## EXCERPTED DATA
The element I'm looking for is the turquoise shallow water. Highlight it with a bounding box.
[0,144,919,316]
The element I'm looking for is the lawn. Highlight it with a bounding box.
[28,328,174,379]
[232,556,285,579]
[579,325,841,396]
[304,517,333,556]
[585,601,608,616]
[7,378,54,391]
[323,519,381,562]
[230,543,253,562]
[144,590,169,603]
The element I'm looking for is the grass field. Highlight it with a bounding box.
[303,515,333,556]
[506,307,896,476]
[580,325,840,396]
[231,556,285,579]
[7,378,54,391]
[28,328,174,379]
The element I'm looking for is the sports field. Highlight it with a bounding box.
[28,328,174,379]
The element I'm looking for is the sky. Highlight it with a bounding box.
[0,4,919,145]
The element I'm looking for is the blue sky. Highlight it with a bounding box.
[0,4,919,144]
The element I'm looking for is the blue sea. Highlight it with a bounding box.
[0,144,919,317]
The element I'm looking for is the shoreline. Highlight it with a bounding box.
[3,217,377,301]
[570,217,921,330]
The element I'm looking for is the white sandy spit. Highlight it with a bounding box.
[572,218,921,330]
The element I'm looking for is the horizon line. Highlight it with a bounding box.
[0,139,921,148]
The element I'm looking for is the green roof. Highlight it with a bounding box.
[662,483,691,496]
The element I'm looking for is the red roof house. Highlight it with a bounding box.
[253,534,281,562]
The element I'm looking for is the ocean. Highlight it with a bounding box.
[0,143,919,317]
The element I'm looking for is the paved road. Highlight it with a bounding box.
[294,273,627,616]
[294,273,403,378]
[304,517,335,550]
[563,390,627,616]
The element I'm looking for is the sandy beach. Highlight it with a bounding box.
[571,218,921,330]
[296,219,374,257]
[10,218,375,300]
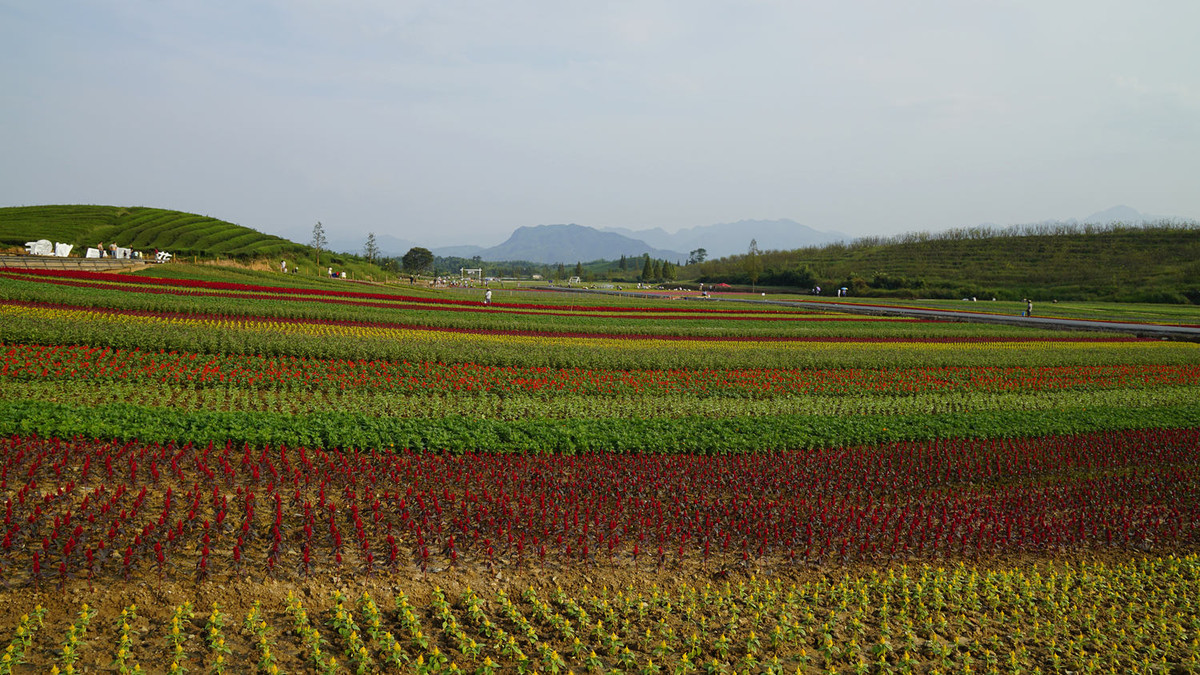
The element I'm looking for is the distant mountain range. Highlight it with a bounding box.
[433,223,688,264]
[329,205,1172,264]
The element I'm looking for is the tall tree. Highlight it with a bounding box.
[742,239,762,291]
[362,232,379,262]
[662,261,676,281]
[308,220,329,267]
[400,246,433,274]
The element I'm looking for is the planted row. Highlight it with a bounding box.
[0,555,1200,675]
[0,345,1200,399]
[0,429,1200,585]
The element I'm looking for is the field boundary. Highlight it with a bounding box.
[0,256,146,271]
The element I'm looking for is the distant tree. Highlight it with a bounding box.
[742,239,762,291]
[362,232,379,262]
[401,246,433,274]
[308,220,329,267]
[662,261,676,281]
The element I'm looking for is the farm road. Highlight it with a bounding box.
[554,287,1200,342]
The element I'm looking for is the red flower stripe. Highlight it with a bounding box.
[0,345,1200,398]
[4,269,801,315]
[0,300,1157,345]
[0,275,916,323]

## EXERCISE DIRECTIONS
Reproduce all of the entries above line for line, omitting the pictures from your answer.

## SOLUTION TO THIS EXERCISE
The element I'm looking for is the turquoise shallow water. Highlight it with a bounding box.
[0,144,919,316]
The element I'm looking for is the lawn. Highlight it with a bounding box.
[28,328,174,379]
[232,556,285,579]
[579,325,841,396]
[304,517,333,556]
[585,601,608,616]
[7,378,54,391]
[323,519,381,562]
[230,543,253,562]
[144,590,169,603]
The element I'm looking for is the grass field. Highlight it with a bounding box.
[303,515,333,556]
[506,307,896,476]
[580,325,840,396]
[231,556,285,579]
[7,378,54,391]
[28,328,174,379]
The element I'm looking for is the sports field. Highlight it with a bounding box.
[28,328,174,379]
The element I'm looking for is the sky. Highlight it with a bounding box.
[0,4,919,145]
The element I'm looking for is the blue sky. Highlight it with a bounding box.
[0,4,919,144]
The element I'm looking for is the blue sea. Highlight it with a bounding box.
[0,144,919,317]
The element I'm looking for is the shoreline. Highlight it with a bounding box.
[3,217,377,301]
[570,217,921,330]
The element I'm looking for is the white sandy spit. Highlight it with a bounding box.
[572,218,921,330]
The element I'm looking for is the horizon line. Highlight it with a bounding box.
[0,139,921,148]
The element I'm looking for is the green roof. Highlight it with a bounding box.
[662,483,691,496]
The element I'm looking for is the red roof house. Highlight it with a bounding box.
[253,534,281,562]
The element I'm looking for is the ocean. Highlight it with a bounding box.
[0,143,919,317]
The element I'm looking for is the paved road. Highlight it with a bounding box.
[294,273,627,616]
[294,273,403,378]
[304,517,335,550]
[563,390,627,616]
The element I'm looking for is the sandy beach. Highlight it with a bounding box.
[571,218,921,330]
[296,219,374,257]
[10,218,375,300]
The element I'm looking for is the distant mountain range. Highlight it with a bounding box.
[433,223,688,264]
[329,205,1172,264]
The element I'm looking for is the tall tree. Highlight it with a bounding box.
[742,239,762,291]
[362,232,379,262]
[662,261,676,281]
[308,220,329,267]
[400,246,433,274]
The element I'm looking for is the planted row. Highlight it with a bounding box.
[0,555,1200,675]
[0,345,1200,399]
[0,429,1200,585]
The element I'm looking for is the field boundary. Highlight it with a bounding box.
[0,256,146,271]
The element I'm looking for is the distant tree. Highlight it with a bounding box.
[742,239,762,291]
[362,232,379,262]
[401,246,433,274]
[308,220,329,267]
[662,261,676,281]
The element I'm looking for is the farm road. Highlight it with a bounding box.
[554,287,1200,342]
The element I'm looking for is the red flower stripe. Highlight it with a bounding box.
[0,345,1200,398]
[4,269,801,315]
[0,300,1157,345]
[0,275,916,323]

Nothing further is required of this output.